Segment Start: Extract to read

The World Bank’s Sourcebook on the foundations of social protection delivery systems is a substantial document, but it’s a bit of a curate’s egg: while some parts of it are excellent, others should be avoided. ‘Social protection’ mainly refers to benefits; it seems to take in social work – part of the same process only in some countries – but doesn’t apparently extend to medical care, and social care for older people is largely dismissed in a page (half on page 254, half on 264-5). The text is based around a seven-stage process of application and service delivery, shown in the graphic.

Segment End: Extract to read
Segment Start: Exercise data

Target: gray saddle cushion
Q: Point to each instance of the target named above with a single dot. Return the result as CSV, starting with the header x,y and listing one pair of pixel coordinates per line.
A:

Segment End: Exercise data
Segment Start: Exercise data

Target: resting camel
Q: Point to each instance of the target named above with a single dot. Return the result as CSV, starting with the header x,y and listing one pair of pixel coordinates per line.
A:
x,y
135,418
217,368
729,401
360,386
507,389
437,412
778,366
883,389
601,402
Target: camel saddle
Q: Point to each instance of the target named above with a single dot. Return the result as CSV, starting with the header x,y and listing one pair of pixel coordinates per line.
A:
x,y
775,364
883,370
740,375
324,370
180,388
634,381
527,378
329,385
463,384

Segment End: Exercise data
Segment Start: Exercise data

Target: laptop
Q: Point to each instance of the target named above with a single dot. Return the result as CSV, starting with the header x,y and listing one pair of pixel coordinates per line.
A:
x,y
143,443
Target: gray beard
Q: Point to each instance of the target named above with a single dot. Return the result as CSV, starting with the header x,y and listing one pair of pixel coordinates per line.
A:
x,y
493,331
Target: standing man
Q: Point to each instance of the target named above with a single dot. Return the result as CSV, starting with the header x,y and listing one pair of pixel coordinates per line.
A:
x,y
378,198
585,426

Segment End: Exercise data

* [Your assignment] Reproduce, word for word, the paragraph above about the World Bank's sourcebook on social protection delivery systems.

* [The answer]
The World Bank’s Sourcebook on the foundations of social protection delivery systems is a substantial document, but it’s a bit of a curate’s egg: while some parts of it are excellent, others should be avoided. ‘Social protection’ mainly refers to benefits; it seems to take in social work – part of the same process only in some countries – but doesn’t apparently extend to medical care, and social care for older people is largely dismissed in a page (half on page 254, half on 264-5). The text is based around a seven-stage process of application and service delivery, shown in the graphic.